Identify each line in the material below that contains the word "small", and copy every such line in full.

▸ Input for this task:
-=-=-=-=-
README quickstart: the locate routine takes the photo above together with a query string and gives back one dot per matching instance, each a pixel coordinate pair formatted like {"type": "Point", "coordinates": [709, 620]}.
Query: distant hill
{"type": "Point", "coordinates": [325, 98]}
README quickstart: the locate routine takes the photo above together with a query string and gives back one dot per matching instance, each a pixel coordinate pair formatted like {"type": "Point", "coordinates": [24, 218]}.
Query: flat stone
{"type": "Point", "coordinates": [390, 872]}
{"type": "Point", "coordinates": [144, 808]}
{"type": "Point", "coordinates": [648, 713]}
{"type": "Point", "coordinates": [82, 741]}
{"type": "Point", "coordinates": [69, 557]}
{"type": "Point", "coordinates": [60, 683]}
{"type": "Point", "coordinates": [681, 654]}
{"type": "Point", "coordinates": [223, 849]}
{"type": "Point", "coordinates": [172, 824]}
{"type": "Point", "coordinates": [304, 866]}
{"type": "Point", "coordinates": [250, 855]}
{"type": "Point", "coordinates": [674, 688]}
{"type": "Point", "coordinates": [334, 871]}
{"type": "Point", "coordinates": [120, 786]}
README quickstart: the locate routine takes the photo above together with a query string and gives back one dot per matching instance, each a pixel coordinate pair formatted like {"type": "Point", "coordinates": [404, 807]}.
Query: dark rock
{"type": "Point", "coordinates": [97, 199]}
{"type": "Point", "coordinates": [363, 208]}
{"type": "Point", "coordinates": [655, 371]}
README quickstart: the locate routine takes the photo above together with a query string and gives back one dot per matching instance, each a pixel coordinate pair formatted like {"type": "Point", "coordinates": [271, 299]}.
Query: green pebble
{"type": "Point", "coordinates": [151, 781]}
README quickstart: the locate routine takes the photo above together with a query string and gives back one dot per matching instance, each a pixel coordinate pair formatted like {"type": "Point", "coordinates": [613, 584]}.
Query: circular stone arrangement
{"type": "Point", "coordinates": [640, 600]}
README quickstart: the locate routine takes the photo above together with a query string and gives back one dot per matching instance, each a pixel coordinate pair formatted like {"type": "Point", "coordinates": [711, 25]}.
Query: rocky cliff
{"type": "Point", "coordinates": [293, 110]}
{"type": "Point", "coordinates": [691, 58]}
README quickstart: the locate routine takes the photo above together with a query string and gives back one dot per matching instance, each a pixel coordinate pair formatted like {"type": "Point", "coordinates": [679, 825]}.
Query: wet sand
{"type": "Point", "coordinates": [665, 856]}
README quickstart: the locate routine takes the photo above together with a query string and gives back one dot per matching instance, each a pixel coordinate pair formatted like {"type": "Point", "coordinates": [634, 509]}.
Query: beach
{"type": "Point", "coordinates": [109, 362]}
-=-=-=-=-
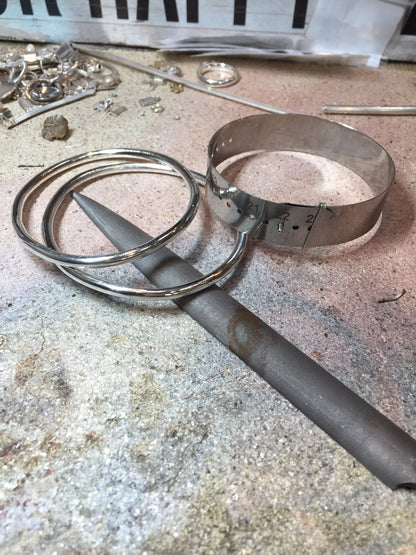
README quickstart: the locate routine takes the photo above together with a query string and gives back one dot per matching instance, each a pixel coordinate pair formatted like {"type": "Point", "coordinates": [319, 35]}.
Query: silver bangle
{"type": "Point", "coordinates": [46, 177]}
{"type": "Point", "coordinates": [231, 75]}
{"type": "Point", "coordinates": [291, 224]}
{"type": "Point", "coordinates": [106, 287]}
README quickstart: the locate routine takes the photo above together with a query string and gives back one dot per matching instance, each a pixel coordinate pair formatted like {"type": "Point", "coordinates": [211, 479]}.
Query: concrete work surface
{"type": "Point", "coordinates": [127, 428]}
-=-=-=-=-
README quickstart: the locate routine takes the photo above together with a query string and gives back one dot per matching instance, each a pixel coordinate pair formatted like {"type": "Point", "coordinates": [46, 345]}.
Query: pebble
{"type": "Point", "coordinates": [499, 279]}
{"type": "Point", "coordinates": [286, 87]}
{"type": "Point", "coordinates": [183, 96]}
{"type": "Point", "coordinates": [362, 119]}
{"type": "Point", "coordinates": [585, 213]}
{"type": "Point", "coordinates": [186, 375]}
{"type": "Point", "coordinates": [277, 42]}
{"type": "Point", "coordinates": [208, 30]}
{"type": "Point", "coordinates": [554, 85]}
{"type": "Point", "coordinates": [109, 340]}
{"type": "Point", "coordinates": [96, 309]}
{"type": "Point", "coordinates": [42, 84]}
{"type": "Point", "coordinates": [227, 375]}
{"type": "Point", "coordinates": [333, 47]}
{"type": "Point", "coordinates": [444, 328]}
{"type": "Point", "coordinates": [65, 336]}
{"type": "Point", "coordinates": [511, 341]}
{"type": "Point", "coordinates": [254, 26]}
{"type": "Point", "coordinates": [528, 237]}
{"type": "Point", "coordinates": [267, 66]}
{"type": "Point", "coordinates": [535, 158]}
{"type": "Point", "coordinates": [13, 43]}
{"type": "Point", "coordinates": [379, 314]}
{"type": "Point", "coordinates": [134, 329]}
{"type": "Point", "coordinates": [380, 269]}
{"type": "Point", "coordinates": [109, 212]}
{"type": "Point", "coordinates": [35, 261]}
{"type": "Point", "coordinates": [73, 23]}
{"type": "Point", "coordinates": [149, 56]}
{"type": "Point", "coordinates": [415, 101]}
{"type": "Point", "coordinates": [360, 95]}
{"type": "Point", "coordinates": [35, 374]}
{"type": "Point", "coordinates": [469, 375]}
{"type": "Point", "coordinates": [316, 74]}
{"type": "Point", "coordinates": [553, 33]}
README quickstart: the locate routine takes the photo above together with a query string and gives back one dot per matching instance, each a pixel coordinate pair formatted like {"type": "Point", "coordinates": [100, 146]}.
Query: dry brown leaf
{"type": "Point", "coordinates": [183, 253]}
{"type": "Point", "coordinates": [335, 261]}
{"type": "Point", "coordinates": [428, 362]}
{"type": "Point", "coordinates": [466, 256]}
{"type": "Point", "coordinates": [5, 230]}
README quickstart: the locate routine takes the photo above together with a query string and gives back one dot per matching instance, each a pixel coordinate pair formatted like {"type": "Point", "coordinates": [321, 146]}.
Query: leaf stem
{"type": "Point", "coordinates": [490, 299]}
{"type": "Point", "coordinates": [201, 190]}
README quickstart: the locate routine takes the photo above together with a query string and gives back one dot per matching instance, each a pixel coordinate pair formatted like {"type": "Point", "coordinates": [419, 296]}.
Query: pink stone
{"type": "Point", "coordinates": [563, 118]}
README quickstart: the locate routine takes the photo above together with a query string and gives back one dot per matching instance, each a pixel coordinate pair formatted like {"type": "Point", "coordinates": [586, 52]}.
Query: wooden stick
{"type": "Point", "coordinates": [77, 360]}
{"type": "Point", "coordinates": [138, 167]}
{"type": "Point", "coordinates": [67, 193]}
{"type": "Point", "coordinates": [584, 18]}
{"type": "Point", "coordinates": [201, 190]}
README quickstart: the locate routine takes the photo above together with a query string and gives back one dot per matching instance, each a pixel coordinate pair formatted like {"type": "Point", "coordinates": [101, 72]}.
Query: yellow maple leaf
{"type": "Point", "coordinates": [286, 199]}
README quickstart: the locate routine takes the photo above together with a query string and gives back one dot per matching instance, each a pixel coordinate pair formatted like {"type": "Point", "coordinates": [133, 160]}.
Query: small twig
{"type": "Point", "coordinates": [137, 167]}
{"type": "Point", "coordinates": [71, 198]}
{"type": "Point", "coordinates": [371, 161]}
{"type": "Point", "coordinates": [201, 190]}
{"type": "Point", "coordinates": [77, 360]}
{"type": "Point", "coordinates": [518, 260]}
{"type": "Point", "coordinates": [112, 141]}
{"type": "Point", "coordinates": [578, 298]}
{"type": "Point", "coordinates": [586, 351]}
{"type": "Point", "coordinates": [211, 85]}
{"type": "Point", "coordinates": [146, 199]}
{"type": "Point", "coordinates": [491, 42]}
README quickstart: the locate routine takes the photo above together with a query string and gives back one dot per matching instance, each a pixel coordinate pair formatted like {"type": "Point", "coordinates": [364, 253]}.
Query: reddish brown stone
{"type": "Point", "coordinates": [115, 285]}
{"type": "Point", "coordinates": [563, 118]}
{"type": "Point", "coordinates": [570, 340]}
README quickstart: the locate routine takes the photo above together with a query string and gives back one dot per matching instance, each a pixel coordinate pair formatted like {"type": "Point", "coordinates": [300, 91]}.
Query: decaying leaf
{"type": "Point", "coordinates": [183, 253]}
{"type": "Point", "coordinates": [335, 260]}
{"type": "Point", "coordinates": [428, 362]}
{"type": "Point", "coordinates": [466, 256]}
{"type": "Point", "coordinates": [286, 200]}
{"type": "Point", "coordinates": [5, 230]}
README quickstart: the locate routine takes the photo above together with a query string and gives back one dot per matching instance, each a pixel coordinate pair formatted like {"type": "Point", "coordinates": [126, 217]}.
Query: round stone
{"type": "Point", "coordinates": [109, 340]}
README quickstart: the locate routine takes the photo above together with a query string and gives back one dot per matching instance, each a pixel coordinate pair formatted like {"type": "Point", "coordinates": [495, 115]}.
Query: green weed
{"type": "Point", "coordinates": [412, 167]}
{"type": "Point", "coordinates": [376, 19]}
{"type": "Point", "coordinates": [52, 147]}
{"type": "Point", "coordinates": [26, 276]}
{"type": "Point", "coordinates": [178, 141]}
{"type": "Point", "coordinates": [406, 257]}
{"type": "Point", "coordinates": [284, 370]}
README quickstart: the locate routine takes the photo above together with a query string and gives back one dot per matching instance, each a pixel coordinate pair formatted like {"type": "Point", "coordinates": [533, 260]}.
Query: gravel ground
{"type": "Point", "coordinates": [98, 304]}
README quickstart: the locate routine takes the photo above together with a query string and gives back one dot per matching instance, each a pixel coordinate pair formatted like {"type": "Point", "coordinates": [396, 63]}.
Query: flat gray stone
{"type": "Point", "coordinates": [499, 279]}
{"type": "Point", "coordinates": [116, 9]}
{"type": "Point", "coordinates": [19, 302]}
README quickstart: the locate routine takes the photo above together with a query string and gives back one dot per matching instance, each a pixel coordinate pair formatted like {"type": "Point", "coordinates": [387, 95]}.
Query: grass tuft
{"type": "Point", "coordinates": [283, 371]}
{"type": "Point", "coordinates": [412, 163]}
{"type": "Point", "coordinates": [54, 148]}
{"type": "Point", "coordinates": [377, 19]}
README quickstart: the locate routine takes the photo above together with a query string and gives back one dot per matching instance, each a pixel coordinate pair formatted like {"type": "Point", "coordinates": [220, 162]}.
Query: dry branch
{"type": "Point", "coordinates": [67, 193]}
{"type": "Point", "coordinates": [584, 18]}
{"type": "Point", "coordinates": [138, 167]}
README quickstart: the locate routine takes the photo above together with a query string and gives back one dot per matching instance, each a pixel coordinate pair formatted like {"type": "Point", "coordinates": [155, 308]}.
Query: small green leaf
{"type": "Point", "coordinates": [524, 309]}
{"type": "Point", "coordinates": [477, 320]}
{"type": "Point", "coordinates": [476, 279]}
-=-=-=-=-
▸ Solution for this task:
Query: small twig
Query: small green leaf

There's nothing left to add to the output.